* DATA SHOWN *
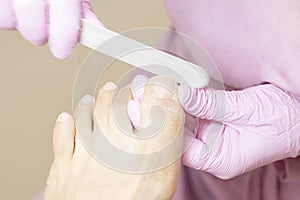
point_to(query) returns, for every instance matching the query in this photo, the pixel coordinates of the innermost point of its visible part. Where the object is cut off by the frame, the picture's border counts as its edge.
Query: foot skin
(75, 174)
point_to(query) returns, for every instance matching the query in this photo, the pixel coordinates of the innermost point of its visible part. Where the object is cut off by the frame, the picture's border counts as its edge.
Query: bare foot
(75, 174)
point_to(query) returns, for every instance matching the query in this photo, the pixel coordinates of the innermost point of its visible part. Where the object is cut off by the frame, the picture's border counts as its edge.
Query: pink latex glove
(237, 131)
(42, 21)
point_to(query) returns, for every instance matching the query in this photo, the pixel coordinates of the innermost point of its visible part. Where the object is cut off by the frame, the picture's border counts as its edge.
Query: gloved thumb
(225, 106)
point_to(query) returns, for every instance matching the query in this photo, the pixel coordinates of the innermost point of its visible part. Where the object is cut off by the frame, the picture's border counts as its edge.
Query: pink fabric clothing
(251, 42)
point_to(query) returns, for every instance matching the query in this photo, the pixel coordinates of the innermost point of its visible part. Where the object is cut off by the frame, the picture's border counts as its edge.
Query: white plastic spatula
(140, 55)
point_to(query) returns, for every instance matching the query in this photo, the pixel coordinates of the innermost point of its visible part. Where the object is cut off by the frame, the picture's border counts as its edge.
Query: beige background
(35, 88)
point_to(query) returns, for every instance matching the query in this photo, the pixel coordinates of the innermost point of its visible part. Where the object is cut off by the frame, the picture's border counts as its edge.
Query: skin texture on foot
(75, 174)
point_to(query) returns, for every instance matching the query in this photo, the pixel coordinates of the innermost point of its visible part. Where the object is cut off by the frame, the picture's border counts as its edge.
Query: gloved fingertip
(133, 109)
(60, 54)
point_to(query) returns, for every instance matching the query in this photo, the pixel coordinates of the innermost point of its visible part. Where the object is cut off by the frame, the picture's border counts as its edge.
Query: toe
(104, 104)
(63, 137)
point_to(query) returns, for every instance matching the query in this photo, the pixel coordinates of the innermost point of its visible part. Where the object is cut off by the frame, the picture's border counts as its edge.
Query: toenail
(63, 117)
(109, 86)
(87, 99)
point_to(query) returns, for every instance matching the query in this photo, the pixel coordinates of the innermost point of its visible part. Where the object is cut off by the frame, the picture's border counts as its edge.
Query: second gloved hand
(53, 21)
(239, 131)
(228, 133)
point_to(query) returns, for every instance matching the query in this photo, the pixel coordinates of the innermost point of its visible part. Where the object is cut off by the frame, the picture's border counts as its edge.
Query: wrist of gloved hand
(41, 21)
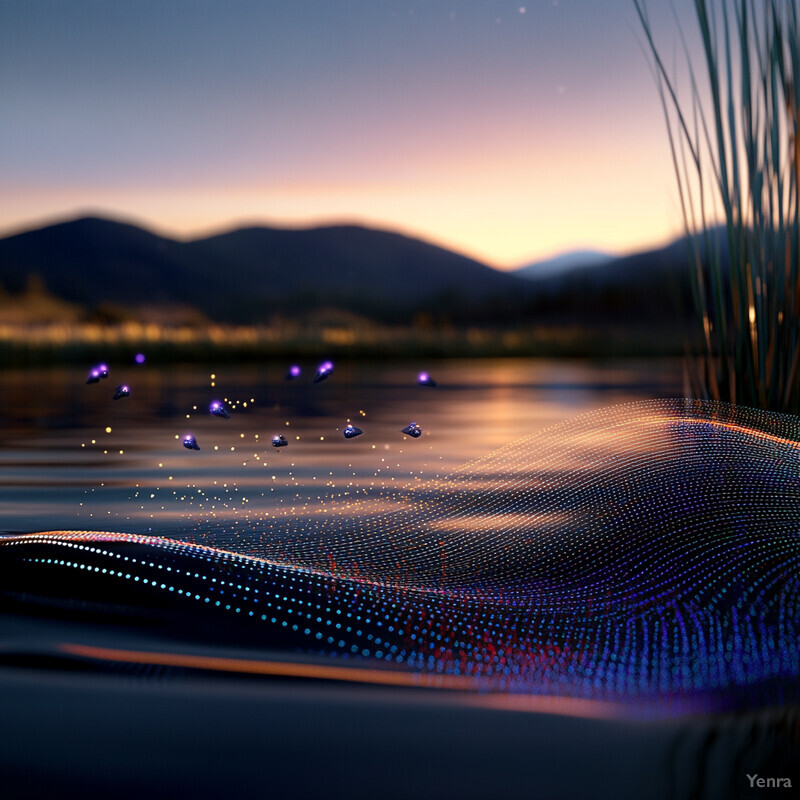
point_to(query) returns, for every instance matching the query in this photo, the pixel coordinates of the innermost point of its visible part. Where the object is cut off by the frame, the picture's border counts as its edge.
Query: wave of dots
(647, 552)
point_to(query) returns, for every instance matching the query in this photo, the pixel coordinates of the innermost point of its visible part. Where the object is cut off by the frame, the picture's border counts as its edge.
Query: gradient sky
(505, 130)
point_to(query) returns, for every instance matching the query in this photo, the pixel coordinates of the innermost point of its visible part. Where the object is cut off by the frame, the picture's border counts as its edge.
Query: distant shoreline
(59, 343)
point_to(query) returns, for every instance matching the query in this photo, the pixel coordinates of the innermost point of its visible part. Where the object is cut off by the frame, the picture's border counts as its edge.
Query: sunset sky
(508, 131)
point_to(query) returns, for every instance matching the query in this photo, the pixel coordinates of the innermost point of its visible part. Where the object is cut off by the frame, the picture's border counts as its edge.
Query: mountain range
(257, 274)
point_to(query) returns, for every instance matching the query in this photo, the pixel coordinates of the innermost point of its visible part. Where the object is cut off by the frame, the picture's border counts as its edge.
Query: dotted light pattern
(648, 553)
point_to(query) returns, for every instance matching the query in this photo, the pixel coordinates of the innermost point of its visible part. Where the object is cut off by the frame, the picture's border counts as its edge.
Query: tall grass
(736, 155)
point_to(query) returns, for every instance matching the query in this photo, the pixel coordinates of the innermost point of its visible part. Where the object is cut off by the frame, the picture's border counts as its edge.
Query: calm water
(73, 458)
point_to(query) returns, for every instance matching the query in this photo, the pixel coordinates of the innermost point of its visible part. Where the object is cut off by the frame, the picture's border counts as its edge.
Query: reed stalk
(736, 156)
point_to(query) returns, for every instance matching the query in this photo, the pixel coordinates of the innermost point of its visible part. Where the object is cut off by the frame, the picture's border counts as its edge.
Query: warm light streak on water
(71, 457)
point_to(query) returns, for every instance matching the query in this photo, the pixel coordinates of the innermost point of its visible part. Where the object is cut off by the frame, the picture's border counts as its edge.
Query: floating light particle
(218, 409)
(425, 379)
(324, 371)
(413, 430)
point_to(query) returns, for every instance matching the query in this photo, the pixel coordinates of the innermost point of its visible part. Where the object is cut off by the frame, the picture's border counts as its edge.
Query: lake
(71, 457)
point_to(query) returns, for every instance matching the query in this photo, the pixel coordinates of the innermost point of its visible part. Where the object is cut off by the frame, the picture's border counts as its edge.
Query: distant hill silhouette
(573, 259)
(254, 274)
(250, 274)
(652, 286)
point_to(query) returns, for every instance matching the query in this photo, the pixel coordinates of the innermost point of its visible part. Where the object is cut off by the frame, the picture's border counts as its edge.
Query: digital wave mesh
(646, 552)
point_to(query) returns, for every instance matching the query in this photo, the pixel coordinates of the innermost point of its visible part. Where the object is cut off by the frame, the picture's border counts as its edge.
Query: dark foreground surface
(83, 727)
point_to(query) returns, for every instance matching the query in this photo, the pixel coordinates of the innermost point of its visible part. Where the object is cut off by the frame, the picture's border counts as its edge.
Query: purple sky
(504, 130)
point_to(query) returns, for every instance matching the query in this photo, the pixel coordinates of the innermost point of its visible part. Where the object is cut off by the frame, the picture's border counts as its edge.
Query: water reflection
(83, 461)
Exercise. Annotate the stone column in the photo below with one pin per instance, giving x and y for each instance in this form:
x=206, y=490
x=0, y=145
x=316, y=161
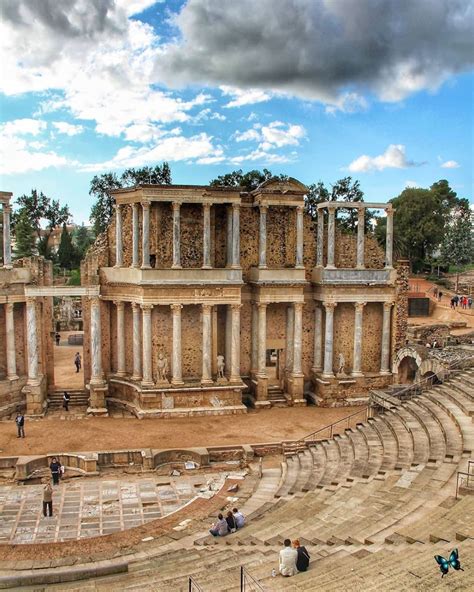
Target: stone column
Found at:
x=207, y=236
x=385, y=357
x=290, y=332
x=118, y=236
x=360, y=237
x=299, y=237
x=146, y=235
x=147, y=379
x=135, y=235
x=389, y=239
x=10, y=330
x=176, y=235
x=229, y=237
x=96, y=342
x=177, y=377
x=318, y=338
x=328, y=339
x=137, y=360
x=331, y=236
x=206, y=344
x=236, y=235
x=7, y=248
x=235, y=352
x=320, y=239
x=120, y=337
x=358, y=329
x=262, y=238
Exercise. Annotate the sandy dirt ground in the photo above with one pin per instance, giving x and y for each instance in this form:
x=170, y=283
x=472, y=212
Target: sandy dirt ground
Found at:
x=101, y=433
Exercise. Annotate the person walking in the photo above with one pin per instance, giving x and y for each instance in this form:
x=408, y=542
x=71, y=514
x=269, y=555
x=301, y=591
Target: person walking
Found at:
x=20, y=425
x=47, y=500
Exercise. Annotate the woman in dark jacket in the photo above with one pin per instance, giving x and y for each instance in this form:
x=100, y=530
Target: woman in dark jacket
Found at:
x=302, y=562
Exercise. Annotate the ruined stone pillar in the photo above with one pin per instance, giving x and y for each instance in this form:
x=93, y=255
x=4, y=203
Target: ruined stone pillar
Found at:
x=207, y=236
x=318, y=340
x=146, y=235
x=236, y=235
x=299, y=237
x=389, y=238
x=135, y=235
x=320, y=239
x=262, y=238
x=385, y=357
x=235, y=352
x=177, y=377
x=331, y=236
x=328, y=339
x=360, y=237
x=176, y=235
x=7, y=248
x=147, y=379
x=358, y=330
x=137, y=362
x=120, y=337
x=10, y=330
x=206, y=344
x=118, y=236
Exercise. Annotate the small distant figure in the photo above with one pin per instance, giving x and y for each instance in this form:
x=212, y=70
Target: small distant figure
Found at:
x=288, y=557
x=20, y=425
x=302, y=563
x=47, y=500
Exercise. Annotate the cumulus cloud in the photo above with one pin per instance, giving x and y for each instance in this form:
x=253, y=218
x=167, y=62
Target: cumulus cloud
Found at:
x=394, y=157
x=320, y=50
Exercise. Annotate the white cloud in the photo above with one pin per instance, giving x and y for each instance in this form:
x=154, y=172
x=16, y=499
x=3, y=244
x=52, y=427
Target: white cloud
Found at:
x=68, y=128
x=450, y=164
x=394, y=157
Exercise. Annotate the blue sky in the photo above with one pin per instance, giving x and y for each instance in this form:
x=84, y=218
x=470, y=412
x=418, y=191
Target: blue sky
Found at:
x=316, y=89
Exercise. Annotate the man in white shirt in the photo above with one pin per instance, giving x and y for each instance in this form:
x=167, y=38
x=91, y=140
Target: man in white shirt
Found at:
x=288, y=557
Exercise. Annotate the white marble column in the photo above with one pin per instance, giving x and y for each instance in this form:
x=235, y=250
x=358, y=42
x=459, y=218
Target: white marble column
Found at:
x=147, y=379
x=135, y=235
x=328, y=339
x=262, y=340
x=385, y=357
x=299, y=237
x=389, y=238
x=358, y=331
x=7, y=248
x=146, y=235
x=206, y=344
x=120, y=337
x=177, y=375
x=262, y=238
x=331, y=236
x=32, y=342
x=137, y=358
x=290, y=332
x=10, y=330
x=235, y=352
x=318, y=339
x=207, y=236
x=96, y=341
x=360, y=237
x=298, y=339
x=176, y=235
x=320, y=239
x=118, y=236
x=236, y=235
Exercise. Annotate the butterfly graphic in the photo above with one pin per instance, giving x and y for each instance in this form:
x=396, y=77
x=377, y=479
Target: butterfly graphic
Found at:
x=445, y=564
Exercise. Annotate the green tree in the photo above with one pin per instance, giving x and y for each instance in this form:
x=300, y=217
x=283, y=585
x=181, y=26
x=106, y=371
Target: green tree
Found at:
x=102, y=185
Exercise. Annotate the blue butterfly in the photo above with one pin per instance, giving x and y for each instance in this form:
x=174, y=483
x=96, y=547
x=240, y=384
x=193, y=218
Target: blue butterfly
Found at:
x=453, y=561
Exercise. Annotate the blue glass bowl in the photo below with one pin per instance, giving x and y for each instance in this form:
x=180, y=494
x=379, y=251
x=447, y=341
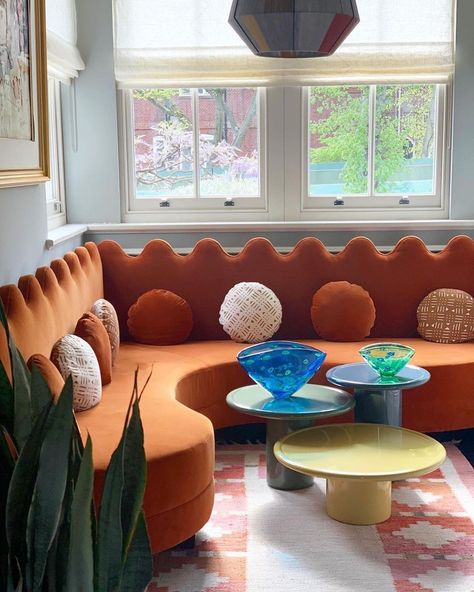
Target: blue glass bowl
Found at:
x=281, y=367
x=387, y=358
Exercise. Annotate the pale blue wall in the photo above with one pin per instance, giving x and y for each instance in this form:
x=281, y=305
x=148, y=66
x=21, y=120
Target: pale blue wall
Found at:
x=23, y=231
x=92, y=172
x=462, y=202
x=101, y=167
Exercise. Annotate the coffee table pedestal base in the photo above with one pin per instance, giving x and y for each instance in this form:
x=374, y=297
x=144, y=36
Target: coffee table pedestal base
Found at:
x=378, y=406
x=278, y=476
x=356, y=501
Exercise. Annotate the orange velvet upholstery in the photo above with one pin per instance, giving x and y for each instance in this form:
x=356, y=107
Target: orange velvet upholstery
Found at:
x=396, y=282
x=179, y=443
x=49, y=372
x=186, y=395
x=160, y=317
x=92, y=330
x=341, y=311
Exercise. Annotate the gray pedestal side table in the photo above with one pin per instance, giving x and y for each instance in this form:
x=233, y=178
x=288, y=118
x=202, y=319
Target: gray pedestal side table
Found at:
x=285, y=416
x=377, y=400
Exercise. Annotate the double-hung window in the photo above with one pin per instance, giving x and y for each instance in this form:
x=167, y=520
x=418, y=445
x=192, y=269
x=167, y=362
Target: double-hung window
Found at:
x=194, y=149
x=381, y=147
x=211, y=132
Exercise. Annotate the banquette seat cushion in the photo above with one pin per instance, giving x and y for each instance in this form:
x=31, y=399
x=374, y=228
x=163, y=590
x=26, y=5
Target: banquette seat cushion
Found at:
x=185, y=398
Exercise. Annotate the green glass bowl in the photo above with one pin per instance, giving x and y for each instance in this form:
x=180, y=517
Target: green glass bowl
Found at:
x=387, y=358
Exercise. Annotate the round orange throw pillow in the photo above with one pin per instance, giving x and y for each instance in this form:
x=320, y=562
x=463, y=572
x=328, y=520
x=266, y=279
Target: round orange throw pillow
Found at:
x=341, y=311
x=160, y=317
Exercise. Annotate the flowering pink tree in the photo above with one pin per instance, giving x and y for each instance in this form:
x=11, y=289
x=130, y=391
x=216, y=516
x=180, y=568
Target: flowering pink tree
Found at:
x=169, y=160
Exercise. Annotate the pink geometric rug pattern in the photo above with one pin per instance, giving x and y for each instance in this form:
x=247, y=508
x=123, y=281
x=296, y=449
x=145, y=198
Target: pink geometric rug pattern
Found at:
x=263, y=540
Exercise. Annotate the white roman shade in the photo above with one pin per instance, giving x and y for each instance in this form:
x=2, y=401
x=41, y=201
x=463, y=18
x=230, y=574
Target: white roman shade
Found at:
x=64, y=59
x=189, y=43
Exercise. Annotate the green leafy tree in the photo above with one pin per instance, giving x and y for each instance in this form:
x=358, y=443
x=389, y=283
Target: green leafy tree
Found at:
x=404, y=129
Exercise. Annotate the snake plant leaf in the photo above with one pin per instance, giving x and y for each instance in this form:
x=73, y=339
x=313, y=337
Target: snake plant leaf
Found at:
x=110, y=536
x=6, y=400
x=7, y=464
x=109, y=530
x=40, y=393
x=22, y=422
x=47, y=500
x=134, y=464
x=80, y=569
x=137, y=571
x=21, y=490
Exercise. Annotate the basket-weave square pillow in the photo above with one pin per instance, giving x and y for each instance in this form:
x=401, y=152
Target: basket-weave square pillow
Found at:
x=446, y=316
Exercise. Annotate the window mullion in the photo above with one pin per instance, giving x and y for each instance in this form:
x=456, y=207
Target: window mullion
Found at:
x=196, y=134
x=371, y=143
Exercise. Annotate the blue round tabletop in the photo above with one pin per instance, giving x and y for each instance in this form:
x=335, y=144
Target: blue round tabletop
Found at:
x=311, y=401
x=362, y=376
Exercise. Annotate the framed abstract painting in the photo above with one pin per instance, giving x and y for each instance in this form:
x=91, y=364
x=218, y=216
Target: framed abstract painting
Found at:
x=23, y=93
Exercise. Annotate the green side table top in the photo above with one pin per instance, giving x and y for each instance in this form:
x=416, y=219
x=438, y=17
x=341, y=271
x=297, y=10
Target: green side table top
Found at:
x=310, y=402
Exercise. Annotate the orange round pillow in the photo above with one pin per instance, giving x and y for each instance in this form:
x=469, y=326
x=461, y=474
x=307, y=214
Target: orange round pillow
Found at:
x=341, y=311
x=160, y=317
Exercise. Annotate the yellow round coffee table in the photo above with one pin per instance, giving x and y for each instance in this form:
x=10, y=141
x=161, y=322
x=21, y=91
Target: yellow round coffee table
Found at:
x=359, y=462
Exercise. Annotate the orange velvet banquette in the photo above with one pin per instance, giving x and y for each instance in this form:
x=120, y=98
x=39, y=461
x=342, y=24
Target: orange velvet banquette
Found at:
x=185, y=398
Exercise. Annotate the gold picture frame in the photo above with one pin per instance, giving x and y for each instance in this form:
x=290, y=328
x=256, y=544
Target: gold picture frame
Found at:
x=24, y=145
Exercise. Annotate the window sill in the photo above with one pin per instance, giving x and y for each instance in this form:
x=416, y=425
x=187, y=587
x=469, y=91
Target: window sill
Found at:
x=63, y=234
x=290, y=226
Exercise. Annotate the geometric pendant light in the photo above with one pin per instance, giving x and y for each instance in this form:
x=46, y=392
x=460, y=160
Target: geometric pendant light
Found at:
x=293, y=28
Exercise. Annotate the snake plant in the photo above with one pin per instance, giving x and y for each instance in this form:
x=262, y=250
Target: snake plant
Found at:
x=50, y=537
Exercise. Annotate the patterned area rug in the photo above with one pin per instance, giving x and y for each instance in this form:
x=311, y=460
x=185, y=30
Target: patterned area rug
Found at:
x=260, y=539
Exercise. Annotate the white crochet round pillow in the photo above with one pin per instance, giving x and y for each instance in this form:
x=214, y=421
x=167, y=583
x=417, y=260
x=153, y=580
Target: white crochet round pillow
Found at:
x=105, y=311
x=250, y=313
x=73, y=356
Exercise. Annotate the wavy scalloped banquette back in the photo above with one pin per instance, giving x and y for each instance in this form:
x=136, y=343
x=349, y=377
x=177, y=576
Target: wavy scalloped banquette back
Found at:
x=46, y=306
x=397, y=281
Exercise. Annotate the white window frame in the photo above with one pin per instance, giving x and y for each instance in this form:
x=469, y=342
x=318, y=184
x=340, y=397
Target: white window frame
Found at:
x=182, y=209
x=55, y=188
x=371, y=205
x=284, y=166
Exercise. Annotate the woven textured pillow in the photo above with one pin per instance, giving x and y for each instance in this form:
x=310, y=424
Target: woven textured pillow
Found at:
x=49, y=372
x=73, y=356
x=160, y=317
x=446, y=316
x=250, y=313
x=341, y=311
x=105, y=311
x=91, y=329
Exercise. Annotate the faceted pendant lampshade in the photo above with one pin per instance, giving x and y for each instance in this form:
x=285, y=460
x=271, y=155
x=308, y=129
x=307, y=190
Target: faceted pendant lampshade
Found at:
x=293, y=28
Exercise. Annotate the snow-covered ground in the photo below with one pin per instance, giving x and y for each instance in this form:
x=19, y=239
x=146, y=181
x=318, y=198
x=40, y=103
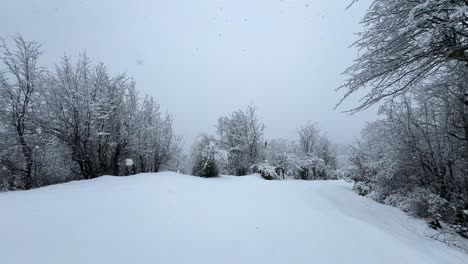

* YOUR TASK *
Recast the data as a Markdown table with columns "No." and "Text", one row per line, blank lines left out. Begin at the line that contains "Exercise. Annotate the white roman" and stop after the line that contains "x=404, y=129".

* TASK RESULT *
| No. | Text |
|---|---|
| 1 | Exercise. Annotate the white roman shade in the photo above with one pin per instance, giving x and y for each instance in this form: |
| 2 | x=2, y=401 |
| 3 | x=41, y=201 |
| 4 | x=463, y=18 |
| 5 | x=230, y=574 |
| 6 | Target: white roman shade |
| 7 | Found at: |
| 8 | x=64, y=59 |
| 9 | x=189, y=43 |
| 10 | Exercise. Annotate the green leafy tree in the photo above with one pin per instance, giving x and y for each instance in this form: |
| 11 | x=358, y=443 |
| 12 | x=389, y=283 |
| 13 | Target: green leafy tree |
| 14 | Found at: |
| 15 | x=404, y=129 |